At the line containing "in: indicate the plant leaf, one point each.", begin repeating lines exactly, and stop only after the final line of the records below.

··· DATA FOR PROCESSING

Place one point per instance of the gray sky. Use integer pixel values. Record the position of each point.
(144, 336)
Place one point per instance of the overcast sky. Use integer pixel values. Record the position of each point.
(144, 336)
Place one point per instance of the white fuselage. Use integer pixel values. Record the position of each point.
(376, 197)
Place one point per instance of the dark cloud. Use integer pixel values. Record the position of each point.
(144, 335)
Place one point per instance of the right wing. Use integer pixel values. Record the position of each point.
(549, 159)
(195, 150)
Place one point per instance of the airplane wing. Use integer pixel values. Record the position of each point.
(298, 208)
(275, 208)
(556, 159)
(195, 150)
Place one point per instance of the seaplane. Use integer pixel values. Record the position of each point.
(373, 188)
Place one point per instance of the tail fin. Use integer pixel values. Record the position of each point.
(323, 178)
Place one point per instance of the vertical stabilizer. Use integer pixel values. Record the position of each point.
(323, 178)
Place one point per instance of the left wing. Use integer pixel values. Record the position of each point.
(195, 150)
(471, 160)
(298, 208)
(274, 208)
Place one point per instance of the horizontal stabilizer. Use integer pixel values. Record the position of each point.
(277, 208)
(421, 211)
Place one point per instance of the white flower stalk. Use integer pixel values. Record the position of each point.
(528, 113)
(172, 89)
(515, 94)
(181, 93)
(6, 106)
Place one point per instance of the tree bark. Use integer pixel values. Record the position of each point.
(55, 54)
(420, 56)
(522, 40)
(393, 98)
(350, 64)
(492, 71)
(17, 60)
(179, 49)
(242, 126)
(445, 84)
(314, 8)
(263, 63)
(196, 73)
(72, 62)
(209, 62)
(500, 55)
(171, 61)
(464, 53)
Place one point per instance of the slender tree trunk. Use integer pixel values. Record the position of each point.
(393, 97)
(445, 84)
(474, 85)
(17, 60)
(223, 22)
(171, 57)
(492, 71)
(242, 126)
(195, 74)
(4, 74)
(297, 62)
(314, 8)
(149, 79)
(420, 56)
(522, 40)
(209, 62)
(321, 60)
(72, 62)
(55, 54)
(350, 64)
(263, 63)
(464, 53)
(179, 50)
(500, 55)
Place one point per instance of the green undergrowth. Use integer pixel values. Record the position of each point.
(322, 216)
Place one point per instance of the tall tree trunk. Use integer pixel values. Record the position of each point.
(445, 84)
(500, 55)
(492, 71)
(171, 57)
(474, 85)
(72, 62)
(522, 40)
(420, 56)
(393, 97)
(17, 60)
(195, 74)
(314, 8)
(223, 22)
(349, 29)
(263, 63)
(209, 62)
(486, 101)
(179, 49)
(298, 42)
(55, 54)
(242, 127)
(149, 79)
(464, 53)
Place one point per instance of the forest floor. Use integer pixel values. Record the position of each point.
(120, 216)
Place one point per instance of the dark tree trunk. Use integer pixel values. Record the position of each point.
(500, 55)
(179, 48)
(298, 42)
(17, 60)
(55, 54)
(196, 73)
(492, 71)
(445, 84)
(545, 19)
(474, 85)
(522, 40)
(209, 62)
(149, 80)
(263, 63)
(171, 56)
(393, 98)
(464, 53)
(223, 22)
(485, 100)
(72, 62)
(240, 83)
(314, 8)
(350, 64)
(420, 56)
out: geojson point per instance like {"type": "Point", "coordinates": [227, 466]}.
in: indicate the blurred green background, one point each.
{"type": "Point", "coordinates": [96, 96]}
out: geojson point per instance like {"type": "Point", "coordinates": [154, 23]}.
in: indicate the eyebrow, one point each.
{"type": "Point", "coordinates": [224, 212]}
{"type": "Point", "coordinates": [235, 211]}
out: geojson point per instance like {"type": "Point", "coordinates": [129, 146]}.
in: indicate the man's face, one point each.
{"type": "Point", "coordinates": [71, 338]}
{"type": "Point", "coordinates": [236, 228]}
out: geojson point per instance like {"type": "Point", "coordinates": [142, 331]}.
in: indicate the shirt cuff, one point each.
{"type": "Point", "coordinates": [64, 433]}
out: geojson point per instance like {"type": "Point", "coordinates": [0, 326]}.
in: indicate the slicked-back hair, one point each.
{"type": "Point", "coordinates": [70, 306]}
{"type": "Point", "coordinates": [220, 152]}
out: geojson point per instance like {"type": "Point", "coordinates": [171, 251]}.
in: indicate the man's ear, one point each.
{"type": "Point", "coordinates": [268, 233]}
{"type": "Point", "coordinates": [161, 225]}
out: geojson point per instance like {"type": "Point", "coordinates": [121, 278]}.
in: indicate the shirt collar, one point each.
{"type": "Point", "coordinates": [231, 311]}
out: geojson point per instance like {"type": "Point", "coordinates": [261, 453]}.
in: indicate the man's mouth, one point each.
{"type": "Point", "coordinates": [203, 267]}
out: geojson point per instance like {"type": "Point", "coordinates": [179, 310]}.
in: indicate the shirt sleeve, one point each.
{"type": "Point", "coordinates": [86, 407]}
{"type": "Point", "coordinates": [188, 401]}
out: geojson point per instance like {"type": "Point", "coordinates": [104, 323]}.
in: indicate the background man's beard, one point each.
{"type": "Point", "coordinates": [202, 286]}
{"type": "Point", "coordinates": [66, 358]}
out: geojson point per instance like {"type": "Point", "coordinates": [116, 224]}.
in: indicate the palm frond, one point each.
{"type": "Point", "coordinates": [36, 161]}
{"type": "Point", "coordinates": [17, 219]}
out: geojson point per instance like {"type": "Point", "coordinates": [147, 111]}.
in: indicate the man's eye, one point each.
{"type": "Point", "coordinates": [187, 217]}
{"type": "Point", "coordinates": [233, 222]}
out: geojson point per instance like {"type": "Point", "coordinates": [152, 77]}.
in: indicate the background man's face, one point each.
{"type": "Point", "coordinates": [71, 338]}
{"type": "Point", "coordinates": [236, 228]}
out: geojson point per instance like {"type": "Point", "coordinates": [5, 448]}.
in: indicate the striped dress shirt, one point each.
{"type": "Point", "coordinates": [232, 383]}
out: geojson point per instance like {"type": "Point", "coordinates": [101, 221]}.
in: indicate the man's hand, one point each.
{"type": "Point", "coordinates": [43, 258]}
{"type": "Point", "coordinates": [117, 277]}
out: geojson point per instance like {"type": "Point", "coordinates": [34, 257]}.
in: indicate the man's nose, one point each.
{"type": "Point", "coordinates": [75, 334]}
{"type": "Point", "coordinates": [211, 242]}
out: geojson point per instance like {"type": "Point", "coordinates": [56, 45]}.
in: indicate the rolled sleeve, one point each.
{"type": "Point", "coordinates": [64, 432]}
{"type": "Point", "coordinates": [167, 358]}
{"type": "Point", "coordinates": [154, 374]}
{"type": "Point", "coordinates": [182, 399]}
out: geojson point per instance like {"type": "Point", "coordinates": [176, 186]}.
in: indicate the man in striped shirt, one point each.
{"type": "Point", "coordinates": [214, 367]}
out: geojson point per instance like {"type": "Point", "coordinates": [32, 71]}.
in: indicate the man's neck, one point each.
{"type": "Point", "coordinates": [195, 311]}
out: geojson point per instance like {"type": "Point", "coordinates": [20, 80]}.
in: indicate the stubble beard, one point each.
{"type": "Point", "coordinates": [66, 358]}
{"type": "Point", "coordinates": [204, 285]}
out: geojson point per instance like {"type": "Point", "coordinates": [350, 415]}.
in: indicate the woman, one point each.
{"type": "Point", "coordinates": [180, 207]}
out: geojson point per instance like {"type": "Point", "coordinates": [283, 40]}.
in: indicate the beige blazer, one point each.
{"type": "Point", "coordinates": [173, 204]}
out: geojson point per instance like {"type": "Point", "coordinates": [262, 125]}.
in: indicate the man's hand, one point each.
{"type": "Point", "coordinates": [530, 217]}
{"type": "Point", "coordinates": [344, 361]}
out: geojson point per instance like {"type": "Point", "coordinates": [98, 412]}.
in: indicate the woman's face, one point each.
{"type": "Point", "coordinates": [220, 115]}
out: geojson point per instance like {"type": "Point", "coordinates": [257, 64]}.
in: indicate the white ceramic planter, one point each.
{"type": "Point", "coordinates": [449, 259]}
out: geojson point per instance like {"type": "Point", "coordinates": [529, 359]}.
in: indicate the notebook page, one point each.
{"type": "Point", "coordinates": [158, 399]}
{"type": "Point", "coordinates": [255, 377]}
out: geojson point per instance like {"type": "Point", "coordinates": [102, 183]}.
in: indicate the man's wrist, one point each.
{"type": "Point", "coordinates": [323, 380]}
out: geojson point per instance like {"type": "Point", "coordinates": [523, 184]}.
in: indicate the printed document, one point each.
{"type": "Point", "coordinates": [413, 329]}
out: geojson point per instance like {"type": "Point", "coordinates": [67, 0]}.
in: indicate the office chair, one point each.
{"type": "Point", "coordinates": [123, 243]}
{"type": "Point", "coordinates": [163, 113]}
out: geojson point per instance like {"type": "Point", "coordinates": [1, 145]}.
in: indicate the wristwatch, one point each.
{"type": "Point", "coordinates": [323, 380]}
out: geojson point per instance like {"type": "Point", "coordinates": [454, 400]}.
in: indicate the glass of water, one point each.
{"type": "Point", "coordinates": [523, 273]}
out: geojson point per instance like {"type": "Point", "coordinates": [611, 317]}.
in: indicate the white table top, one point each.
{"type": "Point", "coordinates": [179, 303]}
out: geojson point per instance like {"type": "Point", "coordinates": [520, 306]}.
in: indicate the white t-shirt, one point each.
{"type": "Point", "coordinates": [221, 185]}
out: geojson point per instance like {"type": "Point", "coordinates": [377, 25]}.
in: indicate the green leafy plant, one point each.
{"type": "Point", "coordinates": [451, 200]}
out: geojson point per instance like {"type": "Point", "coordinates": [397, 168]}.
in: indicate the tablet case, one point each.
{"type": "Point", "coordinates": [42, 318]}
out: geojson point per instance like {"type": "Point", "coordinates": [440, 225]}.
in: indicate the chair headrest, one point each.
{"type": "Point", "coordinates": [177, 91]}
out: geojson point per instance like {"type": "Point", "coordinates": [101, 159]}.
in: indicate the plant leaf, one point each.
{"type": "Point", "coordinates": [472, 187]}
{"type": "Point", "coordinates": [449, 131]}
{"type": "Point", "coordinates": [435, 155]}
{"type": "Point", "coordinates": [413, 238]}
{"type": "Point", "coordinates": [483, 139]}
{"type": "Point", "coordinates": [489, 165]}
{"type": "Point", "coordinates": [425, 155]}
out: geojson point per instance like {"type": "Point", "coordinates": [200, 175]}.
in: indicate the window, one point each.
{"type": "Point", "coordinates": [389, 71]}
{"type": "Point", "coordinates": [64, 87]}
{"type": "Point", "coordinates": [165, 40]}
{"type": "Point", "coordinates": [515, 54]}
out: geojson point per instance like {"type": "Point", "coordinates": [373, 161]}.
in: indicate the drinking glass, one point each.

······

EXERCISE ANSWER —
in: indicate the plant leaf, one point each.
{"type": "Point", "coordinates": [472, 187]}
{"type": "Point", "coordinates": [449, 131]}
{"type": "Point", "coordinates": [435, 155]}
{"type": "Point", "coordinates": [413, 238]}
{"type": "Point", "coordinates": [483, 139]}
{"type": "Point", "coordinates": [489, 165]}
{"type": "Point", "coordinates": [425, 155]}
out: geojson point per instance like {"type": "Point", "coordinates": [200, 175]}.
in: indicate the window, one point each.
{"type": "Point", "coordinates": [389, 71]}
{"type": "Point", "coordinates": [64, 87]}
{"type": "Point", "coordinates": [165, 40]}
{"type": "Point", "coordinates": [515, 54]}
out: geojson point per instance like {"type": "Point", "coordinates": [373, 161]}.
in: indicate the drinking glass, one point each.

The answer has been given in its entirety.